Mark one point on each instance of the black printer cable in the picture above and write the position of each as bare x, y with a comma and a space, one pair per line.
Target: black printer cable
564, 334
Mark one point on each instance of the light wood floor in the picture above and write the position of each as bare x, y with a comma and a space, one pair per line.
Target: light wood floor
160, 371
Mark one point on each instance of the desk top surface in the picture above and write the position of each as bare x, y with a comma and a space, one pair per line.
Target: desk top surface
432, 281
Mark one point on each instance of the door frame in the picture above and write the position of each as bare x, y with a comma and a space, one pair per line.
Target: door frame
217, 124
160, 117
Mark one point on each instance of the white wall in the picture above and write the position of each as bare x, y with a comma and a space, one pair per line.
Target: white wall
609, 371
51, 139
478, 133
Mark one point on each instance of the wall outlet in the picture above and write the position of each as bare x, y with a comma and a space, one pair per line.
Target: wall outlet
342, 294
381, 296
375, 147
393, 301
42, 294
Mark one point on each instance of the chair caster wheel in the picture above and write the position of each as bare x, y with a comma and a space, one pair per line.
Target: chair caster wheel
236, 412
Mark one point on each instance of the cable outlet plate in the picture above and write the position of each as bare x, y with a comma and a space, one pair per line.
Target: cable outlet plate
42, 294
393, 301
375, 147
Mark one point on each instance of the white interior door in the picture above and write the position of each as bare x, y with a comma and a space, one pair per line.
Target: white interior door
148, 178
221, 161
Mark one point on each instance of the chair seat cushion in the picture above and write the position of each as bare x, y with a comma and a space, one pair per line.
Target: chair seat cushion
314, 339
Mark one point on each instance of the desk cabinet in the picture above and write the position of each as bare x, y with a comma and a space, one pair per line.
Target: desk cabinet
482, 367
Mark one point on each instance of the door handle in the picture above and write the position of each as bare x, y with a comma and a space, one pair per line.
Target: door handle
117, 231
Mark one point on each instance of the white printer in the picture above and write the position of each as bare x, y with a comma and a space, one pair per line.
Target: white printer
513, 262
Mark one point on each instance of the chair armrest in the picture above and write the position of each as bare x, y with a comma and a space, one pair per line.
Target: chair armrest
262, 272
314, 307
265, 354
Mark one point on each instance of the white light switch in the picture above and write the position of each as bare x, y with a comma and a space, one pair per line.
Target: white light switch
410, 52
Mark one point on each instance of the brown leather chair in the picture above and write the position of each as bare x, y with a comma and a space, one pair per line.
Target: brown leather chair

:::::

> Your objective
Reproduce every one of the records above, line for line, without changing a word.

> Result for this task
Mark one point on each instance of the black printer cable in the picture above and write the position of each as bare x, y with a comma and a space, one pair per line.
Target: black printer cable
564, 334
Mark one point on each instance of the light wood floor in the picture above and write the position of each as bare x, y with a comma and a space, one pair per line.
Target: light wood floor
160, 371
Mark one point on each instance of the desk top surface in the picture above and write the position of each as bare x, y with a comma and a space, one pair per line.
Target: desk top surface
432, 281
Mark one point on each instance of the door frame in the picture above and write the position of each as bare x, y with a comma and a space, one pair per line.
Target: door frame
217, 124
160, 117
Mark one point on each instance of the white wall in the picture above and write the position of each as bare x, y with a comma and a space, one pair per line.
Target: white wall
609, 371
51, 139
478, 133
Mark one point on each instance of the wall outlet in the picture above and write the position of each as bare x, y with a comma and a space, one pair per line.
Target: wall outlet
342, 294
381, 296
375, 147
393, 301
42, 294
Mark one point on each instance of the chair caster wheel in the picture above and write the position of each as bare x, y with a comma and a space, one pair per line.
Target: chair caster wheel
236, 412
Mark one point on each instance of the cable outlet plate in the picture above and write the position of each as bare x, y with a comma and a space, one pair per line.
Target: cable outlet plate
42, 294
393, 301
375, 147
Mark one point on each instance of the white interior door in the picture above and write the position of each as bare x, y with a comma and a space, one pair per line.
Target: white interior door
148, 178
221, 161
Mark one point on each instance of the chair seat cushion in the picture above and write the position of each as bare x, y with a comma and a space, one pair per line.
Target: chair seat cushion
314, 339
Mark one point on each instance of the desk cabinet in the picture above and write the position of each as bare x, y with a comma and a space, one pair per line.
Target: desk cabinet
482, 367
Mark one point on each instance of the door handle in the picture above and write the position of each as bare x, y with a comma and a space, one pair per line.
Target: door handle
117, 231
Mark one point on each instance of the white printer in the picture above and write the position of each as bare x, y with a comma and a space, one pair per line.
Target: white printer
513, 262
Mark one point on each instance of the chair armrest in the picture above and write the position of each as bare x, y with a comma and a space, one pair per line.
Target: chair armrest
262, 272
314, 307
265, 354
Mark one point on each instance of the white light switch in the picture above and write the position of each as bare x, y with a comma and a space, one pair per line.
Target: white light switch
410, 52
Mark one point on each instance of the brown leather chair in the picture above and write the position of each as bare x, y with a comma and a space, one pair per line.
Target: brown leather chair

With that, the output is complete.